▶ **ABOUT THIS EXERCISE**
Every record must be restated exactly as written.
---- PROVIDED INFORMATION
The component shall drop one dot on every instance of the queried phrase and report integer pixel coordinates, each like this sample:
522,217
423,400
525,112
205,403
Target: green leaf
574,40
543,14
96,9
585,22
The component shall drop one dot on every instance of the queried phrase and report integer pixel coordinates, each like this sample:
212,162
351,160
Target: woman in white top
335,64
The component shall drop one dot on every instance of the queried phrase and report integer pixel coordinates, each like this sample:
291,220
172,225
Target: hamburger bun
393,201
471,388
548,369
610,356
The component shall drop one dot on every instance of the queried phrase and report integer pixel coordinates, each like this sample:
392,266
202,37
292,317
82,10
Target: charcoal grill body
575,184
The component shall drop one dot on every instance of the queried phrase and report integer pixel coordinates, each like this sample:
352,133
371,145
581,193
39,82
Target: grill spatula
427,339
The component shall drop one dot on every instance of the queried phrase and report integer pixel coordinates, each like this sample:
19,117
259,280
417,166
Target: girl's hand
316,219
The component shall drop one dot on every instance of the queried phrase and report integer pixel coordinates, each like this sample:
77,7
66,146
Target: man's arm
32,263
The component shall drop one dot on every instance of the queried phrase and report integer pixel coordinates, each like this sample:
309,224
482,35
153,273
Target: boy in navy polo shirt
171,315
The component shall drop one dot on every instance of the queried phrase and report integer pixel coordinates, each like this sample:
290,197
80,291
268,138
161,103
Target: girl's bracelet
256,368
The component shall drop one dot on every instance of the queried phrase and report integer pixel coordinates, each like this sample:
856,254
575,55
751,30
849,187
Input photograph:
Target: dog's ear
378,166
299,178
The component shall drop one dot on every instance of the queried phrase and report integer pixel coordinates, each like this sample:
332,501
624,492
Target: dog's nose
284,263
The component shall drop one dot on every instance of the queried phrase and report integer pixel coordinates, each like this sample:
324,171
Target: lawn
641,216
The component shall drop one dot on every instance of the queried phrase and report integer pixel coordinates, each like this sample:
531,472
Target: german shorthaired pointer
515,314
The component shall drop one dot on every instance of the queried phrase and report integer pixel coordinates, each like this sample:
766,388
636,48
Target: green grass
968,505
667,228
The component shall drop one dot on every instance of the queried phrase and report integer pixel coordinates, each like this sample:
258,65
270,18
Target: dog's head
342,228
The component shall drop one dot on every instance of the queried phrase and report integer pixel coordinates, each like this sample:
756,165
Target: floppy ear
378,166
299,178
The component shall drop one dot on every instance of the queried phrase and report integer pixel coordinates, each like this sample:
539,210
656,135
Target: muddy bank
--------
▶ **EXERCISE RESULT**
The component shall drop one dot on every instance of the queried phrase and report integer pixel coordinates, each like this sample:
522,217
423,400
525,112
205,403
Target: green leaf
574,40
543,14
96,9
585,22
The component shall drop one dot on every instance of the queried phrase and report integer pixel coordinates, each like this sample:
212,162
351,160
Target: woman in white top
335,64
The component shall drop one dot on every instance of the queried phrase and report integer pixel coordinates, each like this sample:
291,220
172,225
Target: hamburger bun
393,201
471,388
548,369
610,356
The component shall drop one dot on every instance of the queried phrase and report integer pixel coordinates, each like this sample:
392,266
202,37
292,317
82,10
Target: charcoal grill body
575,184
The component shall drop one dot on every instance of the queried phrase and report integer pixel coordinates, each like this sample:
352,133
371,145
581,193
39,82
Target: grill spatula
427,339
The component shall drop one dot on every instance of the queried phrase and report integer pixel coordinates, each like this sample:
19,117
259,280
417,166
Target: girl's hand
316,219
The component shall drop one dot on every instance of the queried phrase and report integer pixel coordinates, each like this sample:
77,7
66,146
Target: man's arm
32,263
The component shall drop one dot on every instance of the queried phrase and report integer pixel coordinates, each like this sample:
309,224
482,35
153,273
Target: boy in navy polo shirt
171,315
The component shall drop one dot on every instance of the queried phrase and report integer pixel coordinates, each like this sample:
290,197
80,291
268,138
161,103
Target: girl's bracelet
256,368
The component shall drop one dot on every instance of the queried phrase and report integer pixel coordinates, each like this sample:
856,254
575,55
751,30
849,187
Input photograph:
Target: dog's ear
378,166
299,178
The component shall drop one dot on every instance of the queried phrase and report integer pixel coordinates, each like this sample:
332,501
624,492
Target: dog's nose
284,263
The component shall drop one dot on every instance of the queried phrase and report integer pixel coordinates, each like this sample:
324,171
Target: lawn
641,216
The component shall drop one dot on every instance of the queried phrase and report integer pixel coordinates, each like this sample:
531,472
Target: german shorthaired pointer
515,314
The component shall drop one dot on every instance of the queried phrase and report integer pixel coordinates, each like this sample:
766,388
636,48
Target: green grass
968,505
667,228
The component shall drop one dot on every instance of the queried phrase and report integer pixel coordinates, each like this sample:
258,65
270,18
Target: dog's head
342,228
The component shall drop one dot on every instance of the queried phrase and report integer pixel coordinates, each like this sample:
756,165
Target: floppy ear
378,166
299,178
The component shall drop one dot on every instance of the queried phrase and report integer pixel coordinates, each like this sample:
539,210
656,135
Target: muddy bank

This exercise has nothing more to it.